▸ PROBLEM:
Reproduce each of the rows below word for word, leaving out the pictures.

▸ ENTRIES PROVIDED:

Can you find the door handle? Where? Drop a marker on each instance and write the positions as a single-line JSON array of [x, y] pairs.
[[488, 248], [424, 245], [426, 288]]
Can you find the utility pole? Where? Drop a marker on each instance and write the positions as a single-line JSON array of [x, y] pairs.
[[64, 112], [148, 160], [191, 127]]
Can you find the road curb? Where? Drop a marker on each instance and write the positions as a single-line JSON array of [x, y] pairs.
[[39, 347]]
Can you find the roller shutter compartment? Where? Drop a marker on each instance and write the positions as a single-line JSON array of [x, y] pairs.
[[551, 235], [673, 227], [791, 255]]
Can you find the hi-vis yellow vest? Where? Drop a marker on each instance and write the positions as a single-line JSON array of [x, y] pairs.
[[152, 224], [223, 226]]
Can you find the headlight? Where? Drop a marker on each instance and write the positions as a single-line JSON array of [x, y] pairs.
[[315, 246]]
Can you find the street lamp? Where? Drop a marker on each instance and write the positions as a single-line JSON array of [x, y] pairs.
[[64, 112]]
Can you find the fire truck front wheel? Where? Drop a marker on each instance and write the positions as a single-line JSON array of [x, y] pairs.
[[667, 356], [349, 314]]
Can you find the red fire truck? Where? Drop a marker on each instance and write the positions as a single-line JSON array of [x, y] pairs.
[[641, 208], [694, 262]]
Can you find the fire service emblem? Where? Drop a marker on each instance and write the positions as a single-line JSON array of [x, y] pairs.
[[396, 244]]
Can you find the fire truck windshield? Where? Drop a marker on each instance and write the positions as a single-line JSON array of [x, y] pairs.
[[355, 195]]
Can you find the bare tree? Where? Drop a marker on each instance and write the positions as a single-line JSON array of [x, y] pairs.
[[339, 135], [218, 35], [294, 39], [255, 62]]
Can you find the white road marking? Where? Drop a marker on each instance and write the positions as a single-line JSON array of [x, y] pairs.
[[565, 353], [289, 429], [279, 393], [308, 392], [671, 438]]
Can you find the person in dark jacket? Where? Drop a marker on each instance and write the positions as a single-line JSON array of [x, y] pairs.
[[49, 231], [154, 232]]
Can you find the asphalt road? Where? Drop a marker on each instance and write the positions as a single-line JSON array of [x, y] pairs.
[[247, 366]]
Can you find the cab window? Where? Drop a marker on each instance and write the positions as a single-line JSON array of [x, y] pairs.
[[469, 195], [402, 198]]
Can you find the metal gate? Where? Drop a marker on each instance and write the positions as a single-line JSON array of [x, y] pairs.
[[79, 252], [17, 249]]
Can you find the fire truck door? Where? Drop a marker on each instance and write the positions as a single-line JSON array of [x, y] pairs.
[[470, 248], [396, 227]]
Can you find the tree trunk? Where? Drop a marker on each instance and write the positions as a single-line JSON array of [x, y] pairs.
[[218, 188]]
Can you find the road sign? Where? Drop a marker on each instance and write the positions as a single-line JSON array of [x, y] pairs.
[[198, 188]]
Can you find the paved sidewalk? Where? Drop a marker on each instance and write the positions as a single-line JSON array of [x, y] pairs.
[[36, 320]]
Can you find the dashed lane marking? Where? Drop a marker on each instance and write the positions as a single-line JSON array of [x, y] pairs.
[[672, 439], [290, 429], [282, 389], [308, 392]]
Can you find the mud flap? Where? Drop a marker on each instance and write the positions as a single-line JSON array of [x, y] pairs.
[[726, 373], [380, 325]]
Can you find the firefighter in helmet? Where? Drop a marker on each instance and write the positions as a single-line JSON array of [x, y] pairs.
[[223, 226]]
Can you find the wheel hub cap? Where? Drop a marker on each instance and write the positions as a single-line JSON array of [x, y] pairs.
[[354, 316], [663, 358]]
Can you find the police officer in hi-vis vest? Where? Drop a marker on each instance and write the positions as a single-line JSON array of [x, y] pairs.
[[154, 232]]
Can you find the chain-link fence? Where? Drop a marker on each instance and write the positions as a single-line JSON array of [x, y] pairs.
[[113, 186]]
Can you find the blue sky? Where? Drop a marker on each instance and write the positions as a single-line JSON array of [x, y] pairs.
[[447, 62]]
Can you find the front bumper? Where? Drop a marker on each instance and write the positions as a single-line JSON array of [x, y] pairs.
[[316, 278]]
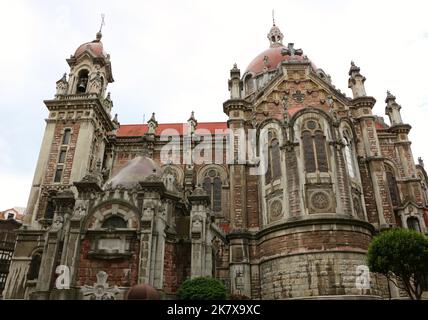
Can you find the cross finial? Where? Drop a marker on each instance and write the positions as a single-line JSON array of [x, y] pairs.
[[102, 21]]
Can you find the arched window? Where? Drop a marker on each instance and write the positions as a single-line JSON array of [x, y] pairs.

▸ OUTPUT OF THE TASK:
Can you find the door handle? Where? Drop a marker on each instance and write the positions as a single-line JSON array of [x, y] pairs.
[[488, 248], [424, 245], [426, 288]]
Can you find the utility pole? Where? Drop a marker on each instance and write the positions as a single-line JSON array of [x, y] pairs.
[[64, 112], [148, 160], [191, 127]]
Can you find the road curb? Where? Drop a marker on each instance and write the positions as a single-line JSON array of [x, y] pairs.
[[39, 347]]
Can you find the roller shutter compartment? Where? Drop a marker on each instance and write the positions as a single-line JSON array of [x, y] pairs.
[[551, 235], [673, 227], [791, 255]]
Can you find the hi-vis yellow vest? Where? Drop a marker on each instance and write the positions as a single-line JSON array of [x, y] pairs.
[[152, 224], [223, 226]]
Can you find the headlight? Where? Drop a marker on each instance and write the positions as a single-line JSON array of [x, y] pairs.
[[315, 246]]
Can you find the street lamp? Where? Drop a marker on each instance and write the positions as a single-line JSON array of [x, y] pairs.
[[64, 112]]
Can you find the fire truck front wheel? Where? Drop a marker on each instance and write the positions as a single-line JSON array of [x, y] pairs.
[[667, 356], [349, 314]]
Can you find the red fire truck? Where? Drop a marker on each instance and write the positions as a single-line JSON array of [x, y] pairs.
[[641, 208], [694, 262]]
Can you find the fire service emblem? Where? Drop a marker on each instance and write the positions as a single-line JSON array of [x, y] pairs.
[[396, 244]]
Can you find the fire truck windshield? Where? Drop a marker on each instance and write the positions as a single-line JSON array of [x, y] pairs.
[[355, 195]]
Can you find the bare tree? Where? Drop a marker on each instance and write the positions as a single-line JSON array of [x, y] pairs.
[[339, 135], [218, 35], [294, 39], [255, 62]]
Can you find the white road marking? Where? Drop a marker on each instance and write the positions as a single-line JSON array of [x, y] pairs.
[[565, 353], [289, 429], [279, 393], [308, 392], [671, 438]]
Can you find the person in dark jacket? Where? Drop a marker on each instance and write the positions as a single-line JSON array of [x, y] pairs.
[[49, 231], [154, 232]]
Can you find the asphalt road? Where? Drop a marker on each instance and write the positions as a single-line JSON array of [x, y] pairs.
[[247, 366]]
Can you find the cab window? Where? Drop a marker on each instance and write the positions as a single-line JSON array of [x, y] pairs.
[[469, 195], [402, 198]]
Can you find the metal gate? Where? Drop a marker on each instance and write the positions as a single-line JSON array of [x, y] pairs.
[[79, 252], [17, 249]]
Can you find the fire truck door? Where? Drop a marker on each instance and write the positions as a single-line JSON array of [x, y] pairs.
[[470, 248], [396, 227]]
Can you find the tree trunk? Where? Drop a marker on each instance and write the positions as a single-line JSON array of [x, y] pairs.
[[218, 188]]
Can you find the road sign? Where? Drop a marker on each instance and write the positions as a single-line JSON array of [x, y] pairs.
[[198, 188]]
Can you find the paved sidewalk? Where? Drop a marker on each instance and write the positions as a single-line JSON array of [x, y] pairs.
[[36, 320]]
Can you find the dashed lane marking? Where? Drop a marker on each instance and write the positions as a single-line JSON array of [x, y] pairs.
[[672, 439], [290, 429], [282, 389], [308, 392]]
Can you find the mud flap? Where? Drop a marker on each instance and write the positions as a single-line JSON array of [x, y] pairs.
[[726, 373], [380, 325]]
Can you find the firefighter in helmet? Where? Drop a marker on each instance and write the positions as a single-line JSON array of [x, y] pairs.
[[223, 226]]
Can you find the wheel hub cap? Where? Drop a marker on each instance and write the positions as a single-line JSON array of [x, y] pairs.
[[354, 316], [663, 358]]
Can you find the police officer in hi-vis vest? Where? Drop a marker on each instance and write the positions as a single-line JSON array of [x, y] pairs.
[[154, 232]]
Can you find the chain-link fence? Where? Drop a marker on each instance and write the positions as a single-line JSON array of [x, y] pairs.
[[113, 186]]
Can you find the blue sky? Where? Drop a marker on each instance and write the positions as a single-line JSON array of [x, y] pairs.
[[447, 62]]
Can you find the front bumper? Where? Drop a marker on each instance and write the positions as a single-line JSON array of [x, y] pairs.
[[316, 278]]
Can you find the cross finial? Where? Drop a marker on each instance and write the positions as a single-line JSON array of [x, y] pairs.
[[102, 21]]
Can you find the arched window? Where? Drop a marker on each instance and write the positions as a single-line JSON array of [x, y] pairs.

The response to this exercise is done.